(Source data)
###

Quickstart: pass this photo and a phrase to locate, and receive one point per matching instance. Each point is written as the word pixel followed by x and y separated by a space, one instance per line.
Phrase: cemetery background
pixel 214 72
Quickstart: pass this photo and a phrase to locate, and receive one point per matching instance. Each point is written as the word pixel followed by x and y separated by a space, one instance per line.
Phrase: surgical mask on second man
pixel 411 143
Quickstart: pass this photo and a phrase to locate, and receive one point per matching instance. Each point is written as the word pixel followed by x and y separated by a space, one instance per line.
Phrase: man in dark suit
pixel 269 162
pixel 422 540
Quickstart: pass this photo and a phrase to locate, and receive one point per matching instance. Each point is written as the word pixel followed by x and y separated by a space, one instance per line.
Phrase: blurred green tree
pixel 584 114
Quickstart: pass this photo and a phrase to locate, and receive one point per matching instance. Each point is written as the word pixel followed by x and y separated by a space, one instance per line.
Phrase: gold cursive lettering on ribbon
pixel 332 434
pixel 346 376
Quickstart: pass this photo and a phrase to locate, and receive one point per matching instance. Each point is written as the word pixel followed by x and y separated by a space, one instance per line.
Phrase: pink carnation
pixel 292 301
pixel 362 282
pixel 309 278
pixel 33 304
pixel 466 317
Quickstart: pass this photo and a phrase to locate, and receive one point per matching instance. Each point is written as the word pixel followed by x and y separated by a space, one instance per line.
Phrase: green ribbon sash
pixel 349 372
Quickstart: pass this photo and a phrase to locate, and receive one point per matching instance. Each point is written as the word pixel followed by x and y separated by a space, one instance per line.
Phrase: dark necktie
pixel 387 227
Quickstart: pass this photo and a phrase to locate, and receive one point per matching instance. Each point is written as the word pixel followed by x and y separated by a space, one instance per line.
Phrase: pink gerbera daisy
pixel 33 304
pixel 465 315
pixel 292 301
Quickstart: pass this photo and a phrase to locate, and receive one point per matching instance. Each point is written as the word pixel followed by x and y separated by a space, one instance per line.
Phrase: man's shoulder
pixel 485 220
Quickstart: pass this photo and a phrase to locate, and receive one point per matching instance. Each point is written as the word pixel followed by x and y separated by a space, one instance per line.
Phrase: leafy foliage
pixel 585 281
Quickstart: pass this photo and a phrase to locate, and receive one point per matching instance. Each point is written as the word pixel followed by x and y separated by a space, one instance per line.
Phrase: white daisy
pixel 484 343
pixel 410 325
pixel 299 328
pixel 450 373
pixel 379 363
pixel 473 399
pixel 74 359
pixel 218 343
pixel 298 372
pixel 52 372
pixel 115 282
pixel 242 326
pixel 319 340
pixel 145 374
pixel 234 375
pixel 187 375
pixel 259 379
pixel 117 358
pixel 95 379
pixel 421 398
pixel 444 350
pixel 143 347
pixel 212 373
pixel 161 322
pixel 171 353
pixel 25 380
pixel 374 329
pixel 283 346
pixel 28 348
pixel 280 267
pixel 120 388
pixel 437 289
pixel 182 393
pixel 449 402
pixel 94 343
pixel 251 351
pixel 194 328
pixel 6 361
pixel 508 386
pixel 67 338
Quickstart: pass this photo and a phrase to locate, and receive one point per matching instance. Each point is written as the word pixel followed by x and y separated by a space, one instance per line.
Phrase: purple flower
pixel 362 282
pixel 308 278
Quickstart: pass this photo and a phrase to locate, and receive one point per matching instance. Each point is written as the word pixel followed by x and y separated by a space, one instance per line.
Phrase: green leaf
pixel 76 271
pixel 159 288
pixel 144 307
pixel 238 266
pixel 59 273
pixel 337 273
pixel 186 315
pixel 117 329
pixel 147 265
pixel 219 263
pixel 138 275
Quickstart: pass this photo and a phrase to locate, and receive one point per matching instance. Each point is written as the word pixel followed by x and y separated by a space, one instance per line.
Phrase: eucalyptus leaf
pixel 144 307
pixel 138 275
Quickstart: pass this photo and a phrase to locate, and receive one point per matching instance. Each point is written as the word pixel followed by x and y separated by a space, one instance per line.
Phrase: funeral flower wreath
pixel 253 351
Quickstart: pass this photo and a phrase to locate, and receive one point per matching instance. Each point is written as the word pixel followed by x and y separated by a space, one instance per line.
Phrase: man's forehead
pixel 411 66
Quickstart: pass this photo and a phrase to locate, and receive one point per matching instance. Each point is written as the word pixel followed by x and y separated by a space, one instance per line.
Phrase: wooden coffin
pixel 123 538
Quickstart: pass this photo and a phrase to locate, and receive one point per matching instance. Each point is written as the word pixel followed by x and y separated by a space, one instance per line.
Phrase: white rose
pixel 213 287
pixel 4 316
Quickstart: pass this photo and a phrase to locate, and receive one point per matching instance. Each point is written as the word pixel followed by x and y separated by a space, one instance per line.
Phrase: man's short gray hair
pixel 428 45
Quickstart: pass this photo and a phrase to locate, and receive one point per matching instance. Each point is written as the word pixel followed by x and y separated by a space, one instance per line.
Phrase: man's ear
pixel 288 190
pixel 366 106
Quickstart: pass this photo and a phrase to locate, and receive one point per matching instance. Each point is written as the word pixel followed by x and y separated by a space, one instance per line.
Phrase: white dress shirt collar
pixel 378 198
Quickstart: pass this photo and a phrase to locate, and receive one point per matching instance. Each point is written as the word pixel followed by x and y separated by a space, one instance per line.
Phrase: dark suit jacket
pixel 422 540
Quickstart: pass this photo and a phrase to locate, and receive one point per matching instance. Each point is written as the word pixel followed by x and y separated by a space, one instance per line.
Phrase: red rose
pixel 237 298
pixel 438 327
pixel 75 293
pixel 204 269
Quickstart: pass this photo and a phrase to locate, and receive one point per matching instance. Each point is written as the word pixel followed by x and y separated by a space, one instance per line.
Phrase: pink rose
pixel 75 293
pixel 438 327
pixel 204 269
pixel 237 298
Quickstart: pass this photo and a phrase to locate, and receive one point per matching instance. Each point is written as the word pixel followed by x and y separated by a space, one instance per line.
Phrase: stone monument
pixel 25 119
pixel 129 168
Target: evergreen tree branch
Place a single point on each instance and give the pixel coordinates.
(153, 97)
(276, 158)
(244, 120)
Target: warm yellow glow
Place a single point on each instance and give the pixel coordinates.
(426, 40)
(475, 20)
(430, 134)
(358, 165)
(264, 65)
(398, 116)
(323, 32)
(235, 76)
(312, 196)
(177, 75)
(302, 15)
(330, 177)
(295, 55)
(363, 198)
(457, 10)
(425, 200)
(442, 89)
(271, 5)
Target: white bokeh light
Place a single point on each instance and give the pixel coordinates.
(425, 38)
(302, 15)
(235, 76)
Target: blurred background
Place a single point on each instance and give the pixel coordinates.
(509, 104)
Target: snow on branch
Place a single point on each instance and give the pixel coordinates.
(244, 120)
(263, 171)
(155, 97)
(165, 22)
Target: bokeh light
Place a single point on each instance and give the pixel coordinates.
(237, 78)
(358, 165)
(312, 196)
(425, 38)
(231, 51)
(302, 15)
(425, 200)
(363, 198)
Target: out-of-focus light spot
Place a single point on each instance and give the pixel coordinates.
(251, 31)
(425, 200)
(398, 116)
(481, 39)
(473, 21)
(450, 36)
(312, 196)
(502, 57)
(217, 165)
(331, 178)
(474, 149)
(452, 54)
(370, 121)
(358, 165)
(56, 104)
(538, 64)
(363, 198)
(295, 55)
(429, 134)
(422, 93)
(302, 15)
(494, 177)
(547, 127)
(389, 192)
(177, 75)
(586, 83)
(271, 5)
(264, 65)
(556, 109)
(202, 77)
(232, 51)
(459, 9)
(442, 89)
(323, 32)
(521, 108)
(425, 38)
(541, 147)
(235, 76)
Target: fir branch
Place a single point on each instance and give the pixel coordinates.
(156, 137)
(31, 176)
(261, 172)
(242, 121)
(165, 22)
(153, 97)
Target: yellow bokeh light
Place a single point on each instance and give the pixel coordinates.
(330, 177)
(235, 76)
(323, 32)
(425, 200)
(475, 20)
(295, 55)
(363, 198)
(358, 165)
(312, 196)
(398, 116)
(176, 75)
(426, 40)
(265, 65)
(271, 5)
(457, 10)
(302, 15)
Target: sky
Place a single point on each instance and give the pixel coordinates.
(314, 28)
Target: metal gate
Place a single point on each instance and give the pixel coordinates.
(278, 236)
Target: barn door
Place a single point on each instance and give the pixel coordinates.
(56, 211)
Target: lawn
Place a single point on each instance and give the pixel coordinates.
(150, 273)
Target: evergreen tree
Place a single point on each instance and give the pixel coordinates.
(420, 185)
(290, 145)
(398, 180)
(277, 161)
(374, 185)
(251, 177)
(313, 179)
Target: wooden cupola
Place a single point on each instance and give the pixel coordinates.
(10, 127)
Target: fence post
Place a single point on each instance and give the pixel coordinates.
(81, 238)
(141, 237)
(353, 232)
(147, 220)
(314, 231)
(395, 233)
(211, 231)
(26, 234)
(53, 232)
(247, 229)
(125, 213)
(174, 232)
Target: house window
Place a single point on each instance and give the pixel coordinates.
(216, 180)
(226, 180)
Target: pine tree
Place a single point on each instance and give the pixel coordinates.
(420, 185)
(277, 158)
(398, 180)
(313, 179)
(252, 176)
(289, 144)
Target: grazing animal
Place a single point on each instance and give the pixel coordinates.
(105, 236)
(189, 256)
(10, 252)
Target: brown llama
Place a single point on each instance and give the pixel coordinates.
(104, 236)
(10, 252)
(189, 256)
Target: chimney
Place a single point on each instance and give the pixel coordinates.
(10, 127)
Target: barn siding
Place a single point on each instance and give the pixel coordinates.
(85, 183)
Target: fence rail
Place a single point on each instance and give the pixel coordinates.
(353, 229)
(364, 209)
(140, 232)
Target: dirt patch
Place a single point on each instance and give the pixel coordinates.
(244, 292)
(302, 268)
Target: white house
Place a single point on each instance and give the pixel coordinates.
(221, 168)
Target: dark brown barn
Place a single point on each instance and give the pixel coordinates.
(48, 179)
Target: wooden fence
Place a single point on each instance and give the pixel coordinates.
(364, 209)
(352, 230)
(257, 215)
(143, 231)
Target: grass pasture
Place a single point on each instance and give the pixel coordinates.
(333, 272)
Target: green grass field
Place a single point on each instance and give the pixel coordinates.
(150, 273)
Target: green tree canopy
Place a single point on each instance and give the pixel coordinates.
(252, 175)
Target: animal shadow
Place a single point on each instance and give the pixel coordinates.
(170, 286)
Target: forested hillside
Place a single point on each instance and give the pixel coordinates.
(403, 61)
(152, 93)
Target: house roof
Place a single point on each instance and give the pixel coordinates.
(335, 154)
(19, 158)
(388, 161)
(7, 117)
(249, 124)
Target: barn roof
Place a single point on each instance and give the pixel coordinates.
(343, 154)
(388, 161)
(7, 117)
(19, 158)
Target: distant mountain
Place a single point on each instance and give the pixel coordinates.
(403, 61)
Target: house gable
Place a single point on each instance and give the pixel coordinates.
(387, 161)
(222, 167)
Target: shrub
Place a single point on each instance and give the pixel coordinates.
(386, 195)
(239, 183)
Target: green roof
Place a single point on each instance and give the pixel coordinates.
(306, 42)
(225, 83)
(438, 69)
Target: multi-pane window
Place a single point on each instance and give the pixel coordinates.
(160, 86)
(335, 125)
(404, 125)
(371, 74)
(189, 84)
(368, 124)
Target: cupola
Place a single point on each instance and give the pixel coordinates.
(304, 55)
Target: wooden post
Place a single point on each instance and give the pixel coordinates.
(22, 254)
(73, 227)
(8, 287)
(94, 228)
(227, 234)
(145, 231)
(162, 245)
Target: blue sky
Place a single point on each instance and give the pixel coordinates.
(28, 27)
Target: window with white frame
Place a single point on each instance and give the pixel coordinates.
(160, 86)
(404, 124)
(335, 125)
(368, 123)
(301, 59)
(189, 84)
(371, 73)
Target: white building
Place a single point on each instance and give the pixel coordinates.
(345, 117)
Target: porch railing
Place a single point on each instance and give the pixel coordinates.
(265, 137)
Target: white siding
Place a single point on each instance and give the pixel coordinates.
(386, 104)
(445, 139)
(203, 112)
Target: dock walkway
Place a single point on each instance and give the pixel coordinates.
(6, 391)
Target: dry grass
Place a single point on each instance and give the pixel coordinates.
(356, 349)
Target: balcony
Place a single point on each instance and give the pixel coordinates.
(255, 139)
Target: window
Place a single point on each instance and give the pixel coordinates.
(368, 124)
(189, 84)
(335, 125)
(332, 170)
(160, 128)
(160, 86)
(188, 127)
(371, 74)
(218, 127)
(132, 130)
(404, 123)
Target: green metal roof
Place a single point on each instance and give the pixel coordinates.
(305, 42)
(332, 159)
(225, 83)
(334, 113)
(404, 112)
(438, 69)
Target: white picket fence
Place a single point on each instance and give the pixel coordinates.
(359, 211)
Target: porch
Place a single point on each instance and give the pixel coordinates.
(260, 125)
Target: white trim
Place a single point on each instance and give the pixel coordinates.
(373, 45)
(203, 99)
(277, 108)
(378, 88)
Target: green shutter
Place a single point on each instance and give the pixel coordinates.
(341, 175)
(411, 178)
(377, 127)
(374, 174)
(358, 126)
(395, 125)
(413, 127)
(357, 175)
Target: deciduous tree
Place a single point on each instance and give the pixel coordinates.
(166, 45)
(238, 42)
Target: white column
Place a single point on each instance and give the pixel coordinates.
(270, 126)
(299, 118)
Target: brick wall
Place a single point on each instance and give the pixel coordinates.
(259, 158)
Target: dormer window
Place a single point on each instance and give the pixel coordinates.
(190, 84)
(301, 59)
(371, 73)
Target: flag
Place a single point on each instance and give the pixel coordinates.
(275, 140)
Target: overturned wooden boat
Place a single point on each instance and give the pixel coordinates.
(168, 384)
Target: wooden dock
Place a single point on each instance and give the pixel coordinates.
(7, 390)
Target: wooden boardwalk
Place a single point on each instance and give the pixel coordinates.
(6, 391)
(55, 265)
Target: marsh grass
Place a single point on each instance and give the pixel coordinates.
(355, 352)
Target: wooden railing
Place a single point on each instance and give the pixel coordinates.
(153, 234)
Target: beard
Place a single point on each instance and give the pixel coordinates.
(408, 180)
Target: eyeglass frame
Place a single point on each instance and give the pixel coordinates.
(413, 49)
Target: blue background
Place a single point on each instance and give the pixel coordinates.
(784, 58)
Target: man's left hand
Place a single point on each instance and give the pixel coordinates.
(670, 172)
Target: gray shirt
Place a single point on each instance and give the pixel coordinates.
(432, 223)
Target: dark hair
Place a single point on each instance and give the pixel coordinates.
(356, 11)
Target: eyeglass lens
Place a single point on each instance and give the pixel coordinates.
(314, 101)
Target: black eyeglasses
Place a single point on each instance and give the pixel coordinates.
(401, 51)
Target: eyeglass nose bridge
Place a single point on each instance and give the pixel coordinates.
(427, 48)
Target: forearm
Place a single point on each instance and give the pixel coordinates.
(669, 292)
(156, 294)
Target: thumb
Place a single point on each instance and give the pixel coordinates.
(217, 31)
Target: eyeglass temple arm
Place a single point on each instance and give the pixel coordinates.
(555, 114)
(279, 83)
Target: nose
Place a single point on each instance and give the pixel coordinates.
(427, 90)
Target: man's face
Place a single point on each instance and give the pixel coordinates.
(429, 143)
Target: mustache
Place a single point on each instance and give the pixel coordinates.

###

** WHAT YOU SHOULD DO **
Reproduce the final stretch of the data above: every line from the one holding "Target: gray shirt" through the end, inclusive, exactly as written and nothing else.

** EXERCISE ANSWER **
Target: gray shirt
Place a single point on each instance and give the pixel coordinates.
(432, 223)
Target: dark hair
Place a single point on each instance and give the pixel coordinates.
(356, 11)
Target: eyeglass lens
Place a single point on each instance and give the pixel coordinates.
(314, 101)
Target: black eyeglasses
Place a single point on each instance and give the pixel coordinates.
(401, 51)
Target: eyeglass nose bridge
Place a single point on each instance and give the pixel coordinates.
(427, 48)
Target: forearm
Place a single point on each instance and give the pixel coordinates.
(669, 292)
(156, 294)
Target: thumb
Place a single point on each instance and give the pixel coordinates.
(217, 31)
Target: eyeglass temple arm
Place a single point on each instance and give the pixel coordinates.
(555, 114)
(279, 83)
Target: nose
Place a single point on each instance and give the pixel coordinates.
(427, 90)
Target: man's face
Place a single point on each instance and give the pixel coordinates.
(429, 143)
Target: mustache
Place a single point on each instance and give the pixel coordinates.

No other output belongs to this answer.